START Page excerpt

By Arundhati Sarkar
(Reuters) – Gold prices briefly slid below the key $1,700 psychological level for the first time in six weeks on Thursday, as major central banks stuck to an aggressive stance to combat inflation, dulling demand for non-yielding bullion.
Spot gold fell 0.4% to $1,704.70 per ounce by 0917 GMT, having touched $1,699.30 earlier, its lowest since July 21.
U.S. gold futures shed 0.6% to $1,716.60.
“The direction of least resistance looks lower just now for precious metals with the strong dollar continuing to weigh on the market,” said independent analyst Ross Norman.
“Expect gold to trade down to test the $1,680 level,” Norman added.
Gold prices have come under pressure as multi-decade high inflation forces central banks around the world to tighten pandemic-era monetary policy.
The metal has dropped more than $350 since scaling above the $2,000-per-ounce level in early March, and marked a fifth monthly drop in August, their longest run of monthly losses since 2018.
The dollar also held firm at close to a two-decade peak, heaping pressure on gold by making it expensive for buyers holding other currencies. [USD/]
Attention now turns to today’s U.S. weekly jobless claims due at 1230 GMT and non-farm payroll report on Friday.

END Page excerpt
START Data provided

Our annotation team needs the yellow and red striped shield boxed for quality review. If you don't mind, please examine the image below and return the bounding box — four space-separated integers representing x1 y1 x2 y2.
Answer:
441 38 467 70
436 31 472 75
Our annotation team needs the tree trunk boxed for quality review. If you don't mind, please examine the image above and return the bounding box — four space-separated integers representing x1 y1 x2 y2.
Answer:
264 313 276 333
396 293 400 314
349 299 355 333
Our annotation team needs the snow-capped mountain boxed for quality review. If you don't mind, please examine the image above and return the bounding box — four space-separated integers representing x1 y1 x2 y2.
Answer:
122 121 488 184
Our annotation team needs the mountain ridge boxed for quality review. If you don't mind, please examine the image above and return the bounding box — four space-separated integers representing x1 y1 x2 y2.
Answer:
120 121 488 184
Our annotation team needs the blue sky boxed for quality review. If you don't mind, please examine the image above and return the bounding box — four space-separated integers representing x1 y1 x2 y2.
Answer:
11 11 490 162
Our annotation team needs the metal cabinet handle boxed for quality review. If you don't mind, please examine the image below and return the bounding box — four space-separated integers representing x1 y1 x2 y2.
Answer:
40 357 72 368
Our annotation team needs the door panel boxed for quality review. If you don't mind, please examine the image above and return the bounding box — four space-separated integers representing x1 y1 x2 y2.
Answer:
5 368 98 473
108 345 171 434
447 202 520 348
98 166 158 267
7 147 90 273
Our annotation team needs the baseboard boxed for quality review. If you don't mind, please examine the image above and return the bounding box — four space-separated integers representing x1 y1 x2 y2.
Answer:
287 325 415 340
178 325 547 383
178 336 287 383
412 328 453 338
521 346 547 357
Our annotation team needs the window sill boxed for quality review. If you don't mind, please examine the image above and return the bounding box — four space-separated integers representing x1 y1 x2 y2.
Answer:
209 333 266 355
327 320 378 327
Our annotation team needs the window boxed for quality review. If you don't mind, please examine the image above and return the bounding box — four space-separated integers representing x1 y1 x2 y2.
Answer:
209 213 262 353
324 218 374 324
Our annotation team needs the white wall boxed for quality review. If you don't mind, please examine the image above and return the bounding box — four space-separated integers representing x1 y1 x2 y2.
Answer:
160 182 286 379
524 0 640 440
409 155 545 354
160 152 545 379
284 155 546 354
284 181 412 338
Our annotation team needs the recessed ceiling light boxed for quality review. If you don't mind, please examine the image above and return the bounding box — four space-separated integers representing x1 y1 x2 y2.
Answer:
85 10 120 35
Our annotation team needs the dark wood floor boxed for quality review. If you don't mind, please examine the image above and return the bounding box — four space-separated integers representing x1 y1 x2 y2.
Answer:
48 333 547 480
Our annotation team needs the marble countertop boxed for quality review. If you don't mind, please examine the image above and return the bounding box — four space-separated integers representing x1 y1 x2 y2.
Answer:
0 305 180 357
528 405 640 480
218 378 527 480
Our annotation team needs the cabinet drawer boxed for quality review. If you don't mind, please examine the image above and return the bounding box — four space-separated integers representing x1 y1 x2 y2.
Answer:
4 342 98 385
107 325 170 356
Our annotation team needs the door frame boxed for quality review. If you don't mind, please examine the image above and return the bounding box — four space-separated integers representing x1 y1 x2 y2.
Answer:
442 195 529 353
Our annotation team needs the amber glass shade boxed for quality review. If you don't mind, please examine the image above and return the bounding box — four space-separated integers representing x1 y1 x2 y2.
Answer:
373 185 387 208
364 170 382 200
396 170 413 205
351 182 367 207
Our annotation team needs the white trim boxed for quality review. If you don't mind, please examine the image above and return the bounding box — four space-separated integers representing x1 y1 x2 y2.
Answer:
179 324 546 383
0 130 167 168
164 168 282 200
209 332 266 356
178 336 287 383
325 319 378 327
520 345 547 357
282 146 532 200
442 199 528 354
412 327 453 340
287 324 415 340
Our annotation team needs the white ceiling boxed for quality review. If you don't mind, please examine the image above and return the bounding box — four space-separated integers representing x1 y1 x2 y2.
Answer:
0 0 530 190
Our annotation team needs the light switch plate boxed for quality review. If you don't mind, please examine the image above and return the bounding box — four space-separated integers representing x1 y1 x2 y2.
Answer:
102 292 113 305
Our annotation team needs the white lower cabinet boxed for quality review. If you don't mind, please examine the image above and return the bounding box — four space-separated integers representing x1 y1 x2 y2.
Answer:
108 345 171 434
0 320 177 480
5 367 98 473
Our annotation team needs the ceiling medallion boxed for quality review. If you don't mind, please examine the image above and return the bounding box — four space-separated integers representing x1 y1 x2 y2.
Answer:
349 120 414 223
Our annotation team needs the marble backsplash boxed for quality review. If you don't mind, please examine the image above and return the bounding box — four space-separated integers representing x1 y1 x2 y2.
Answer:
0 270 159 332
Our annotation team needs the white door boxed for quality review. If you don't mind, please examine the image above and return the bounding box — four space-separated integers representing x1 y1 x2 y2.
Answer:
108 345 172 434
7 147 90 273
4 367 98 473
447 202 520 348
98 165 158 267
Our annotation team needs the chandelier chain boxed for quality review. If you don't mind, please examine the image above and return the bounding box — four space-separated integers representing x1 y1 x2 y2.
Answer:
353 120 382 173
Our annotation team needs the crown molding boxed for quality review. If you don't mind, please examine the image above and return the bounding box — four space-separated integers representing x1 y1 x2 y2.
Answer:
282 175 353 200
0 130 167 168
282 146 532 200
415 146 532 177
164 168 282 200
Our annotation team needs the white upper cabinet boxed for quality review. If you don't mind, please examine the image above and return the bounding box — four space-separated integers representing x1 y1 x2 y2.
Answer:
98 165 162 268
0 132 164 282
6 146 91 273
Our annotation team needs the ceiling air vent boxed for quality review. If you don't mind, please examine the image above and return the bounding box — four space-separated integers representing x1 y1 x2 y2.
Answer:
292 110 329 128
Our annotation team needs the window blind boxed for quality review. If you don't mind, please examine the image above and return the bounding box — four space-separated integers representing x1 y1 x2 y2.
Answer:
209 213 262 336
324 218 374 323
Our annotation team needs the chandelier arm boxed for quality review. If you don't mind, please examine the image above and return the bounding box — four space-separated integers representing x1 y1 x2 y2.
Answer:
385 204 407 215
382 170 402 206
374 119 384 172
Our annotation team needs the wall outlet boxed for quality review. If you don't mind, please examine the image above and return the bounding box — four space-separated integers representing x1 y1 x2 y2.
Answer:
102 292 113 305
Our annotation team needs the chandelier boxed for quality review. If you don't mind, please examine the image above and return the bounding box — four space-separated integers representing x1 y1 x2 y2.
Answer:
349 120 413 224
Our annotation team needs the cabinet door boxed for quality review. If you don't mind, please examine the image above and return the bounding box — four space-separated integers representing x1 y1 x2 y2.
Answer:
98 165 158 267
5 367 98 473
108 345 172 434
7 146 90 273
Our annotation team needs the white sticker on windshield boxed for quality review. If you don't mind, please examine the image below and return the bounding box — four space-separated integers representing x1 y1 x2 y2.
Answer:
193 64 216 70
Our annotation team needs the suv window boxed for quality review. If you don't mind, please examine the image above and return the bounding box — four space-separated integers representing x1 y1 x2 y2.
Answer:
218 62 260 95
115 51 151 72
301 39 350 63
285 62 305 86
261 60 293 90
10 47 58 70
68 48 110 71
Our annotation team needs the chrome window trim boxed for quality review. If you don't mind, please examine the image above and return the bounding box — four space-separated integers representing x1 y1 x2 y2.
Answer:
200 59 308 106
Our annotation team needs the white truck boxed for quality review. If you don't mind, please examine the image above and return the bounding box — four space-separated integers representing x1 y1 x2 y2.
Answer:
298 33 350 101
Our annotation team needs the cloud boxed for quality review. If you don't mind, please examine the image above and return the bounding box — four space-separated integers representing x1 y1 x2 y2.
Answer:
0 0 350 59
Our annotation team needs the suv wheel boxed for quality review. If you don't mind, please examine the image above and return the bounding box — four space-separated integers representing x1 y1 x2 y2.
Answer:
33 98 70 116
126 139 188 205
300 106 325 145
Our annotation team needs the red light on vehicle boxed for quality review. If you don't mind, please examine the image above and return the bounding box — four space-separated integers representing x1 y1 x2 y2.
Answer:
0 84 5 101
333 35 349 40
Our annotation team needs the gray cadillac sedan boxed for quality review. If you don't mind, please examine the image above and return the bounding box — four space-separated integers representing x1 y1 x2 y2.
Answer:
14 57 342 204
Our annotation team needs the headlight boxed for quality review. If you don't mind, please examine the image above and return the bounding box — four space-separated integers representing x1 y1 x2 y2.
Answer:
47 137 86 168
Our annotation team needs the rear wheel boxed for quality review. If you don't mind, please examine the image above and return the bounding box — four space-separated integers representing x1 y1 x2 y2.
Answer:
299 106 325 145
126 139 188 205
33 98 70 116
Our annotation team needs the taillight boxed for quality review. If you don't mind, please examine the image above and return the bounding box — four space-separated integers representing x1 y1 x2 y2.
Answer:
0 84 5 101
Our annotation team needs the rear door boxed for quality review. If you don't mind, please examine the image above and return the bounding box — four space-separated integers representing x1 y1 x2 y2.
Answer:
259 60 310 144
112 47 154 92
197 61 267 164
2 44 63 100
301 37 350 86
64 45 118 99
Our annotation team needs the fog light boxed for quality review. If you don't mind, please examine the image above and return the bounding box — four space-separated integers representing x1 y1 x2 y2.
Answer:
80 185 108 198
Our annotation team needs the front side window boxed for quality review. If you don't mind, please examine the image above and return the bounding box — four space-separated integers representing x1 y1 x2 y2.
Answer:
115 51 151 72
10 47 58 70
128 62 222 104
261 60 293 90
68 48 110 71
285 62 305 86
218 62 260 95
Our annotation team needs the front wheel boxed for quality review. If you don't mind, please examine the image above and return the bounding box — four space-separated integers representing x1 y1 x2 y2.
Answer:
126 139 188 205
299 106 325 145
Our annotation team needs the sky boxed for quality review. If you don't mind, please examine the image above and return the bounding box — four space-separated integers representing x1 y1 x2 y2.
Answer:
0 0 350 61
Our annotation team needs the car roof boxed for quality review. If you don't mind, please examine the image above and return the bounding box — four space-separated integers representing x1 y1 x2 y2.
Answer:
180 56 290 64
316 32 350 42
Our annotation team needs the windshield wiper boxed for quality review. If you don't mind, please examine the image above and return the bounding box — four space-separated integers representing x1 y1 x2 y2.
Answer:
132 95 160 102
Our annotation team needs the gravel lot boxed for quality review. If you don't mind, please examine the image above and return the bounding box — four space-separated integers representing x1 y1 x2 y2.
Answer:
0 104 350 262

END Data provided

What to work on -> Pick up the gold-price news report above after its last sentence and continue it.

Answer space ->
“A strong labour market could pave the way for a more aggressive Federal Reserve, which is bad news for non-yielding gold,” Fiona Cincotta, Senior Financial Markets Analyst at City Index said in a note.
Spot silver fell 1.3% to $17.74 per ounce, hitting its lowest level in more than two years.
Silver has industrial and jewellery uses, and these sectors have not picked up yet, said Brian Lan, managing director at Singapore-based dealer GoldSilver Central, adding that the metal had been overdone a little and might see a consolidation.
Platinum dropped 0.7% to $840.58 per ounce, while palladium rose 0.7% to $2,098.53.